::: DATA FOR THIS TASK

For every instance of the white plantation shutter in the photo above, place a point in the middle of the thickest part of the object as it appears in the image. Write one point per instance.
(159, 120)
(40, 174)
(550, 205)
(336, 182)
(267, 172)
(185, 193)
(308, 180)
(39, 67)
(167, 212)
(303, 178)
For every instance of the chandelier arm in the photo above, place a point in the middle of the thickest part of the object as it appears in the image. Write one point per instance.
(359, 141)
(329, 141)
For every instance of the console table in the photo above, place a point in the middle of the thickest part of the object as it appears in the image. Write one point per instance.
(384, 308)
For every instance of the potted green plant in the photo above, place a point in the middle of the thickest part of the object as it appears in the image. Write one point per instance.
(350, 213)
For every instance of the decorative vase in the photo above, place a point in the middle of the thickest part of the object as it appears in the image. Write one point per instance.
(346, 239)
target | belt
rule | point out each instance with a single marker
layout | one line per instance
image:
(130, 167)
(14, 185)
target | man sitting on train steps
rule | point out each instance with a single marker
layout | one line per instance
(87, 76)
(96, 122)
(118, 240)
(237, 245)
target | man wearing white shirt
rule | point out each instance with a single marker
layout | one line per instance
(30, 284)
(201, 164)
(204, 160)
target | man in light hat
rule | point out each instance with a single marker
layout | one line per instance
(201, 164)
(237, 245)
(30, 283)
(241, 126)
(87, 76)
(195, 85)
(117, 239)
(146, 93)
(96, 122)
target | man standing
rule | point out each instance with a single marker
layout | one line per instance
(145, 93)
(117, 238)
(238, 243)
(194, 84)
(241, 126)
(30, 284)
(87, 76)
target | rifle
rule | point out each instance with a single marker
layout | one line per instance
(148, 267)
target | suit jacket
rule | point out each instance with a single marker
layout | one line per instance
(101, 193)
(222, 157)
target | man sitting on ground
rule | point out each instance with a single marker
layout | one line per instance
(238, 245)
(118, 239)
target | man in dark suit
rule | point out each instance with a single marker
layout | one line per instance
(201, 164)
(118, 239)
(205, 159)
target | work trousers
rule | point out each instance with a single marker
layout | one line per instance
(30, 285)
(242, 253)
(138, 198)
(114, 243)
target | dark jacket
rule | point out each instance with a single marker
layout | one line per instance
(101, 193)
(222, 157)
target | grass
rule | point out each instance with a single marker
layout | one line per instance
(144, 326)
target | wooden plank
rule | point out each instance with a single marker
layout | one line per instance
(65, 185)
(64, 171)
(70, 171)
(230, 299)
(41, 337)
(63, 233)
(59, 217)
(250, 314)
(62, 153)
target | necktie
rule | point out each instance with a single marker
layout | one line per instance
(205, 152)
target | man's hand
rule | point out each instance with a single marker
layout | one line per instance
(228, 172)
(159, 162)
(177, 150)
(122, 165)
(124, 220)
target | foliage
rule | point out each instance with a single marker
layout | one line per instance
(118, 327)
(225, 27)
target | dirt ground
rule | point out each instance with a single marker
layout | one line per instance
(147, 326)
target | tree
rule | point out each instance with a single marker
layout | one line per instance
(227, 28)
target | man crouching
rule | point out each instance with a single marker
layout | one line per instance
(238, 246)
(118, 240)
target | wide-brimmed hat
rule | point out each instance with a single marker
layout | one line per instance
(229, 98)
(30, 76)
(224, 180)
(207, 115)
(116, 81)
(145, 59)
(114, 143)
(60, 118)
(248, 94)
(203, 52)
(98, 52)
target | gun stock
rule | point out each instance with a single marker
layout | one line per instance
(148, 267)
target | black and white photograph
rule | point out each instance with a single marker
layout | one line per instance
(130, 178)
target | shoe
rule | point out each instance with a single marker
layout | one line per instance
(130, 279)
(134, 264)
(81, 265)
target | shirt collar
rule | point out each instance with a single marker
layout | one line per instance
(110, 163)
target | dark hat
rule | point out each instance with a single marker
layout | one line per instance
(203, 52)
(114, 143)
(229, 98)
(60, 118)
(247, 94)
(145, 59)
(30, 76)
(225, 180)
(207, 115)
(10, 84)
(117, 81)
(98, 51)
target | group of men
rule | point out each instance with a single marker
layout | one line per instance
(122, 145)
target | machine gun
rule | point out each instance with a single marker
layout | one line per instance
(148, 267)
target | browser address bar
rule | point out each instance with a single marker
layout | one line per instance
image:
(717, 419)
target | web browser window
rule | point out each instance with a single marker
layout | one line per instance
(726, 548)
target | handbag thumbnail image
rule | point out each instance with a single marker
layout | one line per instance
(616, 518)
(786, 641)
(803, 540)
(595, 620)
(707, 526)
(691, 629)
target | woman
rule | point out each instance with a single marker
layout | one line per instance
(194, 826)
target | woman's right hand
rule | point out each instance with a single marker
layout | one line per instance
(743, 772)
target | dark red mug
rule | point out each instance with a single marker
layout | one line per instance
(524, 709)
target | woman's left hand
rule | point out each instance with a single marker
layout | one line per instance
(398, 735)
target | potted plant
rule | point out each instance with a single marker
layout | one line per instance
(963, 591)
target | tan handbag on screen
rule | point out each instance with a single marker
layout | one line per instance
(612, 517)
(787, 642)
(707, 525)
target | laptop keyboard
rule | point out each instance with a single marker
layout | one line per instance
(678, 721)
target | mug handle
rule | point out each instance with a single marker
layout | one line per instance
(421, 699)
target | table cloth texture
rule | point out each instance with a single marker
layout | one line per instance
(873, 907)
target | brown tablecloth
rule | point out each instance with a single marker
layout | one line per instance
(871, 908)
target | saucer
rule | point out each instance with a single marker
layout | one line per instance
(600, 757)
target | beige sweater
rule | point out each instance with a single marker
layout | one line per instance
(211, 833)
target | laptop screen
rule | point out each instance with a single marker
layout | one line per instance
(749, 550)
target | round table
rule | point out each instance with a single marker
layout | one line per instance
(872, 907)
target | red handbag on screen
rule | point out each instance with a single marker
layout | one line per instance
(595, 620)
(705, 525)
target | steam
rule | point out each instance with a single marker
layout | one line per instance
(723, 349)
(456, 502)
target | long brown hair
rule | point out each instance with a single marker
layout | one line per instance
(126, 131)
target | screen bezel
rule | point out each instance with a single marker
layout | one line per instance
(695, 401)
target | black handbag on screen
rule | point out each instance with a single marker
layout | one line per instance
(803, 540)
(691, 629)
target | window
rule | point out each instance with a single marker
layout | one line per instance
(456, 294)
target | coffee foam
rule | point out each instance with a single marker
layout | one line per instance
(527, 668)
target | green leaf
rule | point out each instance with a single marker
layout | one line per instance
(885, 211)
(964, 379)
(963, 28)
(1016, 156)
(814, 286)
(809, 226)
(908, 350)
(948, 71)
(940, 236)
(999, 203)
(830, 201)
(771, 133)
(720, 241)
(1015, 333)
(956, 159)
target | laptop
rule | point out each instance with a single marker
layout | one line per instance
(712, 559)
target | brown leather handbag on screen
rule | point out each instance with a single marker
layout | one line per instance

::::::

# REQUIREMENTS:
Format the items as a JSON list of strings, one string per line and with blank lines omitted, starting at the line that contains "target | round table" and stopping after the final line of the items.

# RESULT OF THE TASK:
[
  "target | round table",
  "rule | point out each instance with a single marker",
  "layout | one line per instance",
  "(872, 907)",
  "target | red handbag on screen",
  "rule | point out each instance with a single marker",
  "layout | one line per instance",
  "(595, 620)",
  "(705, 525)",
  "target | steam",
  "rule | point out each instance with a single marker",
  "layout | one line per instance",
  "(723, 349)",
  "(456, 502)",
  "target | long brown hair",
  "rule | point out each instance with a single marker",
  "layout | one line per instance",
  "(126, 131)",
  "target | screen bezel",
  "rule | point out each instance with a single marker",
  "layout | one line per instance",
  "(695, 401)",
  "target | black handbag on screen",
  "rule | point out each instance with a single marker",
  "layout | one line per instance",
  "(803, 540)",
  "(691, 629)",
  "target | window",
  "rule | point out each instance with a single marker",
  "layout | one line per instance",
  "(456, 294)",
  "target | coffee foam",
  "rule | point out each instance with a single marker",
  "layout | one line per instance",
  "(527, 668)",
  "target | green leaf",
  "rule | point out each instance with a single marker",
  "layout | one line per instance",
  "(885, 211)",
  "(964, 379)",
  "(963, 28)",
  "(1016, 156)",
  "(814, 286)",
  "(809, 226)",
  "(908, 350)",
  "(948, 71)",
  "(940, 236)",
  "(999, 203)",
  "(830, 201)",
  "(771, 133)",
  "(720, 241)",
  "(1015, 333)",
  "(956, 159)",
  "target | laptop",
  "rule | point out each instance with a single marker",
  "layout | one line per instance",
  "(712, 559)",
  "target | brown leather handbag on screen",
  "rule | point out each instance with a single marker",
  "layout | one line per instance"
]